→ Text excerpt:
Imagine if you lived in a largely vegetarian world. Your vegetarian friends phone and suggest meeting up and going to a restaurant. You're delighted and propose the steak house. They have great salads there, and you really fancy a sirloin steak, medium rare with mushroom sauce. Or maybe pepper sauce. How about mushroom & pepper?







Your friends reply: The salads in the steak house are really good, but they're better in the sandwich bar which they want to go to. You ask resigned if you can at least get a steak sandwich. Of course they say: they have loads of meat dishes.







So at the sandwich bar, you look at the menu. And the only meat is a ham sandwich. With mayonnaise, or sweet mustard, or spicy mustard. There! Say your friends: 3 meat dishes, isn't this place great?







However they see you're a little disappointed, and one of your friends suggest: Wait didn't you want mushroom sauce? Waiter can you put some mushrooms on his ham sandwich? Of course says the waiter still waiting for you to decide if you want mayonnaise or mustard on your ham and mushroom sandwich.







Another spots a tuna sandwich on the menu, also available with mayonnaise or both types of mustard. Don't carnivores like fish? Would you prefer the tuna sandwich? Waiter also possible with mushrooms?







Now there are 8 meat/fish dishes. Why would anyone want to go to the steak house when there's such a great variety here???














Imagine I am a Muslim and I live in a non-Muslim country like Germany and I go out and eat with my friends and colleagues multiple times a week and I do not mention every time how limited the menu is, I just choose anything that fits my own requirements and do not make a drama out of it. And yes, imagine they all eat their juicy steaks in front of me and I just enjoy my pasta with tomato sauce without crying.







I actually eat vegetarian a lot and I am not a vegetarian.







My point was that SOME vegetarians and SOME vegans are drama queens and like to get attention and like everyone to know their diet choices and how they suffer. Those drama queens are the ones giving the bad image to all veggies. If you deny this I don't know what else to say, I was just giving my opinion when someone else asked why people think like that about vegetarians and vegans.

→ Material shown:

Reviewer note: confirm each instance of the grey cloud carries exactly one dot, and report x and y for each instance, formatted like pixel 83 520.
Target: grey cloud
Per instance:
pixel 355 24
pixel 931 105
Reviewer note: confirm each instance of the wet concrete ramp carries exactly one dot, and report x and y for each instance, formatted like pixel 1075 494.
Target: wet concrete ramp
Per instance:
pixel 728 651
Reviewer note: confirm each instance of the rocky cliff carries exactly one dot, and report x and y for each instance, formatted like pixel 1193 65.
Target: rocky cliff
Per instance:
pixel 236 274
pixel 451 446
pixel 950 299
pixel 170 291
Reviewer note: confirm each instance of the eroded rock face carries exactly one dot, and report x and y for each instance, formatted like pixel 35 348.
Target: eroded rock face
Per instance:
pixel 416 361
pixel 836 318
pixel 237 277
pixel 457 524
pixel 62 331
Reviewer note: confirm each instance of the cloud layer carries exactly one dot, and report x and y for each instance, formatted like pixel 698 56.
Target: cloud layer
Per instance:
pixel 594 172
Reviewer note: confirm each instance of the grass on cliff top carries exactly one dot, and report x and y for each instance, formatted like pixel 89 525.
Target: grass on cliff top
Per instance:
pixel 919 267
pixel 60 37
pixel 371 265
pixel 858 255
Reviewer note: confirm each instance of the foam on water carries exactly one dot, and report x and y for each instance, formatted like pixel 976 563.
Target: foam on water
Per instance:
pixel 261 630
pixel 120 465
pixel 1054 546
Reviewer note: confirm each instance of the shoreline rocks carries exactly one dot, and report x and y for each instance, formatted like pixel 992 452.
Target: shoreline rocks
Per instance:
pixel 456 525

→ Challenges:
(1) Put this sentence from the vegetarian restaurant text into German: "So at the sandwich bar, you look at the menu."
(2) In the vegetarian restaurant text, reproduce word for word the stretch from "Imagine I am" through "not a vegetarian.".

→ Task-by-task answers:
(1) In der Sandwichbar schaust du dir also die Speisekarte an.

(2)
Imagine I am a Muslim and I live in a non-Muslim country like Germany and I go out and eat with my friends and colleagues multiple times a week and I do not mention every time how limited the menu is, I just choose anything that fits my own requirements and do not make a drama out of it. And yes, imagine they all eat their juicy steaks in front of me and I just enjoy my pasta with tomato sauce without crying.







I actually eat vegetarian a lot and I am not a vegetarian.